Set down the entries once more exactly as they were written.

_Materials provided_.
====

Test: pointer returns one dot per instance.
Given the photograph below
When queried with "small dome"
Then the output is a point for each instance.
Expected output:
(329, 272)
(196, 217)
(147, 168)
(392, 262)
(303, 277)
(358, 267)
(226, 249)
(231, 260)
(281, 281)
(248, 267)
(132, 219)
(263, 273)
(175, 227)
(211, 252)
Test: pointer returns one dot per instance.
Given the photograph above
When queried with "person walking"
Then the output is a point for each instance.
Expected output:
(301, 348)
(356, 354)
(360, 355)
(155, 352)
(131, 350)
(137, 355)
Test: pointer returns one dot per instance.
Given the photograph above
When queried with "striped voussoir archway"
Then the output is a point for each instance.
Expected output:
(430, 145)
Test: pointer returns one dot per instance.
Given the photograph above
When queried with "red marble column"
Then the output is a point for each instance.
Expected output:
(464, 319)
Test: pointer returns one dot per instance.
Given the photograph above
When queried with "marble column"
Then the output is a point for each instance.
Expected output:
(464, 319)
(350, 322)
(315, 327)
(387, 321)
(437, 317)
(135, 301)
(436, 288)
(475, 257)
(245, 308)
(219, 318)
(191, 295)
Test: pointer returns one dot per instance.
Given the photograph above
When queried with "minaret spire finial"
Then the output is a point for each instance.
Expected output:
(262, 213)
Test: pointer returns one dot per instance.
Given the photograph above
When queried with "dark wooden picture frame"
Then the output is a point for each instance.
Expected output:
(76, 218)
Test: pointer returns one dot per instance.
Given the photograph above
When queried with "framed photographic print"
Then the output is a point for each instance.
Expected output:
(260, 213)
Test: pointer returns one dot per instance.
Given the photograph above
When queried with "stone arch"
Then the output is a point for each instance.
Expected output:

====

_Answer to the exercise_.
Test: pointer returns one dot per instance.
Given the photograph below
When queried with "small dome"
Then the output is a point for each instance.
Expected output:
(329, 272)
(196, 217)
(147, 168)
(392, 262)
(303, 277)
(358, 267)
(226, 249)
(231, 260)
(281, 281)
(248, 267)
(132, 219)
(263, 273)
(175, 227)
(211, 252)
Test: pointer returns one dot per instance.
Given the photograph above
When queried with "person walking"
Then the output is a point for each instance.
Expected output:
(301, 348)
(356, 354)
(360, 355)
(155, 352)
(131, 350)
(137, 355)
Test: pointer returns one dot per instance.
Given the photograph above
When queried with "striped voussoir archway"
Then the output is a point for each instance.
Expected output:
(430, 145)
Test: pointer returns one dot per instance.
Given the photograph above
When queried with "red marble column"
Then the output is a point for each instance.
Expected output:
(464, 319)
Test: pointer returns one dot per instance.
Given the photograph above
When queried with "marble column"
Then the output is a point for each instance.
Expected output:
(464, 319)
(350, 322)
(315, 327)
(387, 321)
(437, 317)
(135, 301)
(436, 288)
(475, 257)
(245, 308)
(219, 318)
(191, 295)
Test: pointer returns one dot per instance.
Given the photograph above
When queried with "minaret spire finial"
Then the output is a point for each instance.
Expected output:
(262, 213)
Test: pointer returns one dot per instance.
Given the photograph above
When queried with "dark wooden picture frame"
Then the output is a point for each instance.
Expected output:
(76, 218)
Test: pointer returns one dot per instance.
Given the photograph above
When queried with "framed photographic print"
Then the output is a point for each instance.
Expected output:
(260, 213)
Test: pointer returns one dot per instance.
Given the photograph above
When queried with "stone arch"
Then the output is a point for each instance.
Expected output:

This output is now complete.